**Stated goal**
Add 11 to each number in the coordinates of the entries below, covering everything from the line containing "Mark one point on each instance of the window" down to the line containing "(1098, 513)", both ends included. Write out that whole stretch again, with the other lines unchanged.

**Exercise material**
........

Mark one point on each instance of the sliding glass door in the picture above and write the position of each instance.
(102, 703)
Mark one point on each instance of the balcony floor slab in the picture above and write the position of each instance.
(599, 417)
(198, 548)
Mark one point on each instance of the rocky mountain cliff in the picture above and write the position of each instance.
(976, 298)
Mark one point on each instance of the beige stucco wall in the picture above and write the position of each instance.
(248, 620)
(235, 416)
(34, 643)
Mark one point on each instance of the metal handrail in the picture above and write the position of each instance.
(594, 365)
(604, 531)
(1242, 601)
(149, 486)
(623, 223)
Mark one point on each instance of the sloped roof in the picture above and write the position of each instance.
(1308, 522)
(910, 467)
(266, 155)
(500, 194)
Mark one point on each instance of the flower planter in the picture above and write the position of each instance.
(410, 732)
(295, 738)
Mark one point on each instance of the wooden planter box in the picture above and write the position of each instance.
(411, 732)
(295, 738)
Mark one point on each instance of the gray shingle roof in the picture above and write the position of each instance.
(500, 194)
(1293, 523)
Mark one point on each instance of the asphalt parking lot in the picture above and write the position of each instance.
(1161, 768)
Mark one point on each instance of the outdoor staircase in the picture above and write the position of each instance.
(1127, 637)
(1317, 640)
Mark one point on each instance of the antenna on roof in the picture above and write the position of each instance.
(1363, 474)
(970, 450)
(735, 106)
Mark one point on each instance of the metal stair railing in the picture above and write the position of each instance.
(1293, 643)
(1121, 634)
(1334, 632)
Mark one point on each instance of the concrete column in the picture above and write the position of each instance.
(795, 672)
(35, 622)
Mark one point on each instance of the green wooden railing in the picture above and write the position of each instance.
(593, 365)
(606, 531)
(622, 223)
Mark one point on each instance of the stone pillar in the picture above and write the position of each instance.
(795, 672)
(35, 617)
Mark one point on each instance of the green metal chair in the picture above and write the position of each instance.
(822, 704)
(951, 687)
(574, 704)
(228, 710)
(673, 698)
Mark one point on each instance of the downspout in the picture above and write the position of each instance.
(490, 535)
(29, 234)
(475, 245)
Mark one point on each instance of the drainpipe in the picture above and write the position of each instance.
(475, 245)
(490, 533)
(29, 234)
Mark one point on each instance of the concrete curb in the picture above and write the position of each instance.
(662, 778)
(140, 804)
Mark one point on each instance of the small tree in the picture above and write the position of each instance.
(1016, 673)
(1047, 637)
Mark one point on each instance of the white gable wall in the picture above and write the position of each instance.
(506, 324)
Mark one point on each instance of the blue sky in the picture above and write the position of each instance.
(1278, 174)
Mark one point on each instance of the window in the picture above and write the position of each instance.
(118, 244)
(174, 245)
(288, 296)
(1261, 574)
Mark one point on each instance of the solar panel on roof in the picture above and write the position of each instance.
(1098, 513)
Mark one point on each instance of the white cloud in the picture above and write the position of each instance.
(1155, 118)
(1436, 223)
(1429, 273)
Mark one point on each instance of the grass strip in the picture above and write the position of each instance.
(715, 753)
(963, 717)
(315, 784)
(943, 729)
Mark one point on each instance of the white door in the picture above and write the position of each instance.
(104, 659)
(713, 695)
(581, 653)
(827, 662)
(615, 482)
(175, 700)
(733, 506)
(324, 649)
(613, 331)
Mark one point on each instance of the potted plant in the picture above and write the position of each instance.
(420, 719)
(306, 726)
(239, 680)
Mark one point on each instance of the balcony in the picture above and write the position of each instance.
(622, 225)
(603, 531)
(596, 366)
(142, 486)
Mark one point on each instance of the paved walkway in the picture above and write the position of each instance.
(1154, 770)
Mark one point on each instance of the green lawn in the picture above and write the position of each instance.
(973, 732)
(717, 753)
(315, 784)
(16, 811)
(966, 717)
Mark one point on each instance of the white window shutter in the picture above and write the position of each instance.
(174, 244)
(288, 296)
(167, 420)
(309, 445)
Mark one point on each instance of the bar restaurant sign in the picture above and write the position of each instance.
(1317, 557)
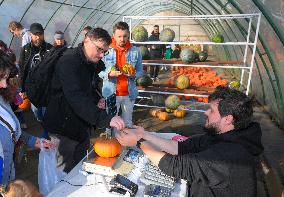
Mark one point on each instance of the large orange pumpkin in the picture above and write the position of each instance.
(26, 104)
(106, 146)
(154, 112)
(163, 116)
(180, 112)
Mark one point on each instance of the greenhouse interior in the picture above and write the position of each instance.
(158, 98)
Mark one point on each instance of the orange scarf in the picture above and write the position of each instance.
(121, 82)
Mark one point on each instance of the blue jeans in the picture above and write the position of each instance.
(38, 112)
(126, 107)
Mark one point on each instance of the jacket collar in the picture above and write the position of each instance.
(127, 46)
(98, 67)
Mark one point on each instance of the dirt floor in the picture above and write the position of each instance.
(273, 137)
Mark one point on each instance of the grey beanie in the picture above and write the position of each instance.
(58, 36)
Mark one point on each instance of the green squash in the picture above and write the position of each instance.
(172, 102)
(167, 35)
(139, 34)
(144, 81)
(187, 55)
(203, 55)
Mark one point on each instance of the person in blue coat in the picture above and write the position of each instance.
(9, 125)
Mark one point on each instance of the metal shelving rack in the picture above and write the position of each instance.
(244, 65)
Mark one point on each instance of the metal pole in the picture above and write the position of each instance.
(253, 53)
(246, 50)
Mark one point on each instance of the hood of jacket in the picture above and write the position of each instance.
(249, 138)
(98, 67)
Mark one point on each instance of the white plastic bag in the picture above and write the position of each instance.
(48, 174)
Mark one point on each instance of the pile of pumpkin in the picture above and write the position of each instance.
(185, 77)
(198, 77)
(172, 105)
(107, 146)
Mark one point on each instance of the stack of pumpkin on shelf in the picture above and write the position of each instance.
(185, 77)
(172, 105)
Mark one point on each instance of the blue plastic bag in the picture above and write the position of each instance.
(48, 174)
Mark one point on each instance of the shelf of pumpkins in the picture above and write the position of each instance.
(188, 82)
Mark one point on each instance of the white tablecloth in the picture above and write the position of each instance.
(79, 184)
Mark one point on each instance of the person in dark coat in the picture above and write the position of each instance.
(30, 55)
(76, 104)
(222, 162)
(156, 52)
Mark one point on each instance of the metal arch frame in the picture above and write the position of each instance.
(183, 11)
(258, 16)
(75, 15)
(87, 19)
(85, 22)
(279, 96)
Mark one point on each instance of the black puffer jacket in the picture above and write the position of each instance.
(30, 55)
(72, 109)
(218, 165)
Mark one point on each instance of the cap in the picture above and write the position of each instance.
(36, 28)
(58, 36)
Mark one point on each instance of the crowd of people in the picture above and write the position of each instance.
(87, 93)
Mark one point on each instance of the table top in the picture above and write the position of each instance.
(79, 183)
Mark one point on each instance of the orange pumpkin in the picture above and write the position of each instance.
(163, 116)
(180, 112)
(169, 110)
(26, 104)
(155, 112)
(106, 146)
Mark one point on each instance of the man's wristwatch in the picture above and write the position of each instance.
(139, 142)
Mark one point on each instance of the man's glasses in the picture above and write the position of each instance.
(100, 50)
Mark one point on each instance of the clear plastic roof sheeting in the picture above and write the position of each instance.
(71, 16)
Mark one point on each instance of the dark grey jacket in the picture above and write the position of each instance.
(29, 56)
(218, 165)
(72, 109)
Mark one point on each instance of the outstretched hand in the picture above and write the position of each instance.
(117, 122)
(46, 143)
(129, 137)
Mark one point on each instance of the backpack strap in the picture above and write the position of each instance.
(12, 132)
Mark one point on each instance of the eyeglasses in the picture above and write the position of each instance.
(100, 50)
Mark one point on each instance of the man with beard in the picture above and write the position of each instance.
(75, 104)
(31, 54)
(222, 162)
(117, 83)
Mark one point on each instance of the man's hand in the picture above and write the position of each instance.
(117, 122)
(102, 103)
(114, 73)
(129, 137)
(46, 143)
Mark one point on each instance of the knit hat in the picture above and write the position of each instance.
(58, 36)
(36, 28)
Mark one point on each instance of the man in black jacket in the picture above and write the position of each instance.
(221, 162)
(31, 54)
(156, 52)
(76, 104)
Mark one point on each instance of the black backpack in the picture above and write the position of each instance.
(38, 81)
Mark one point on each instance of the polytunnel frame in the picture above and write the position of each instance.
(279, 33)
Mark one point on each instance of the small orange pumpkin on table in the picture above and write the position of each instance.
(163, 116)
(107, 146)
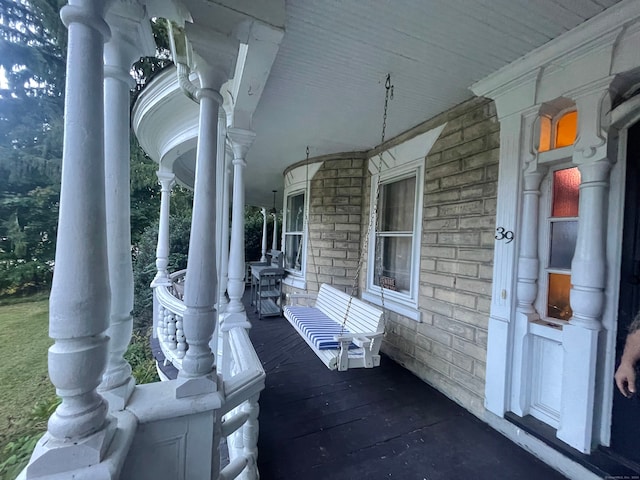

........

**Task answer**
Mark one point on each instance of the window in the picture above and write the position of each instance.
(129, 255)
(185, 256)
(299, 307)
(1272, 585)
Mark one point on each instance of the solar panel on roof in the picture above and write the position of each instance.
(1109, 524)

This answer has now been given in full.